Please gather every line in the records below that contains the string "eyelash", matching its case exactly.

Location identification items
※ ※ ※

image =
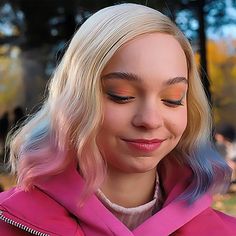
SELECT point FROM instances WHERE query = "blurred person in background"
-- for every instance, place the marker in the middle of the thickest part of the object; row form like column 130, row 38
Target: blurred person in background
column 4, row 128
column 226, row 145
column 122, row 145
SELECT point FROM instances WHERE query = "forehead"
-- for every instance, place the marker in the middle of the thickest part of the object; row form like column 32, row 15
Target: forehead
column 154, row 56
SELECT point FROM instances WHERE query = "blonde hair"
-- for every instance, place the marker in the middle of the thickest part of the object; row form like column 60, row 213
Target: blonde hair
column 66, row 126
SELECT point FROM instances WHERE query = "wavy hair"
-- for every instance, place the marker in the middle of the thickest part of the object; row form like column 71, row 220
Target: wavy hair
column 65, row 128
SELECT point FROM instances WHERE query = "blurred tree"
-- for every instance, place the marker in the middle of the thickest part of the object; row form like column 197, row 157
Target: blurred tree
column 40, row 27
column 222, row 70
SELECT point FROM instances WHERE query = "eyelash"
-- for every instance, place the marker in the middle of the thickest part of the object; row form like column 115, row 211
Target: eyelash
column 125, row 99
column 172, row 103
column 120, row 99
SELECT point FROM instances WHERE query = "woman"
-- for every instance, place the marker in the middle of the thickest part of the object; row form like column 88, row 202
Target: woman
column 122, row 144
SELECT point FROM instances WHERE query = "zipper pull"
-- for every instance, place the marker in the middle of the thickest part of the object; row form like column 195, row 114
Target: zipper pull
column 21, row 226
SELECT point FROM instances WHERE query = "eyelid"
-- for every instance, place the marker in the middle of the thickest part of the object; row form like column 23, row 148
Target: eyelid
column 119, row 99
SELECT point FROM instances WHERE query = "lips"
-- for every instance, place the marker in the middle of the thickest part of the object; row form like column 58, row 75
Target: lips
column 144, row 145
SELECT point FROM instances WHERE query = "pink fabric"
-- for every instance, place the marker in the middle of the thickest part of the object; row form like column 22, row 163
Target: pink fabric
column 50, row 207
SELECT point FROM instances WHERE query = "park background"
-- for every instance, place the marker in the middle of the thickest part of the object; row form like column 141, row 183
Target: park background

※ ※ ※

## Final result
SELECT point FROM instances WHERE query = "eyelash"
Target: eyelash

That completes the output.